Task requirements:
Would you please print the data a second time, exactly as it stands?

Dataset entries
* * * * * * *

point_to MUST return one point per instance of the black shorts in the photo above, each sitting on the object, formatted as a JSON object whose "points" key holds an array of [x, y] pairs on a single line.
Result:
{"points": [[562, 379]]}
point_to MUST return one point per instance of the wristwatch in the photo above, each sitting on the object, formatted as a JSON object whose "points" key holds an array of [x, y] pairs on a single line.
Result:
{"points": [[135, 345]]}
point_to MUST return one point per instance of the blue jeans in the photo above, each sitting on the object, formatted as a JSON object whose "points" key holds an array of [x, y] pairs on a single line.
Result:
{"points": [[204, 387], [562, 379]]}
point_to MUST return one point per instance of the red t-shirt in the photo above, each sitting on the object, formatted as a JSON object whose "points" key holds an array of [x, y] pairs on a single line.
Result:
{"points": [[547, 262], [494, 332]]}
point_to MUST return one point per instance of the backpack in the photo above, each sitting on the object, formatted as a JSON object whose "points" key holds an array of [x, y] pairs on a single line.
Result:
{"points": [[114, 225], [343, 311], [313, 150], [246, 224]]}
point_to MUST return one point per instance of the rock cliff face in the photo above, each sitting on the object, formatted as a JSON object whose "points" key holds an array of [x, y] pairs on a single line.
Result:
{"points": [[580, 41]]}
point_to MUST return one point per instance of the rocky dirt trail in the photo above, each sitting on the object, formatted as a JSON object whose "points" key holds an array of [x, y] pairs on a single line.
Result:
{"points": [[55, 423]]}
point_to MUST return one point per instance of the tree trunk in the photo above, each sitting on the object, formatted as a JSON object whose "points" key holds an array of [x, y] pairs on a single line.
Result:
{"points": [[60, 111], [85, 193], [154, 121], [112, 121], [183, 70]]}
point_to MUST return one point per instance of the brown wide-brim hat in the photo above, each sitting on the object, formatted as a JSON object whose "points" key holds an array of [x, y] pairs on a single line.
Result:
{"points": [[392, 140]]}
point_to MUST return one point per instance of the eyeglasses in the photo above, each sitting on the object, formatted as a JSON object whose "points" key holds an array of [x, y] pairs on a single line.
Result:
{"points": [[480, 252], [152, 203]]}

* * * * * * *

Response area:
point_to MUST return one point per instance of the black shorts in the photo above, each sitting on the object, formatted as a JSON object whose "points" key holds an array of [x, y] pairs on a single line.
Result:
{"points": [[562, 379]]}
point_to MUST return one point per instance of the wristwatch in the photo above, each sitting on the object, formatted as a JSON object whose "points" key holds an array of [x, y] pairs on a single line.
Result:
{"points": [[135, 345]]}
point_to MUST return one point per instance of the blue jeans in the photo above, each sitting on the object, formatted as a JSON object whose "points" key holds an array of [x, y] pairs on a single line.
Result:
{"points": [[204, 387], [562, 379]]}
point_to MUST return one point per instance of the red t-shirt in the photo above, each sitting on the object, formatted as a JSON object whose "points" key holds an array of [x, y] pairs on a single line.
Result:
{"points": [[547, 262], [494, 332]]}
point_to MUST return one point per instance of the backpack in the photo above, each sitting on the object, formatted as a JSON object whose "points" key holds an array of [x, y] pairs on a single line.
Result:
{"points": [[114, 225], [343, 311], [313, 150], [246, 224]]}
point_to MUST return one point per instance of the rock cliff face in the photo above, each sitting on the object, formatted as a JSON object whose "points" key holds an array of [x, y] pairs on a single line.
Result:
{"points": [[580, 41]]}
point_to MUST return one point per instance of the rocky dirt trail in the photo above, each sitting on the object, formatted as a JSON object whose "points" key holds an array of [x, y] pairs on a single line.
Result:
{"points": [[55, 423]]}
point_to MUST return one point per instance of the tree trunk in the photo above, each sitting on the object, formatted as a JSON object whose "points" key holds an array of [x, y] pairs on a single line.
Result:
{"points": [[60, 111], [85, 193], [154, 121], [112, 121], [183, 70]]}
point_to MUST return one point per instance of the brown wide-brim hat in the photo above, each sitting on the object, formatted as a JSON object whose "points" key holds an array of [x, y] pairs on a single line.
Result:
{"points": [[392, 140]]}
point_to MUST return one point per instance of the eyeglasses in the photo above, each sitting on the object, formatted as a JSON object whose "points" key holds an array of [x, y] pairs on a single line.
Result:
{"points": [[480, 252], [152, 203]]}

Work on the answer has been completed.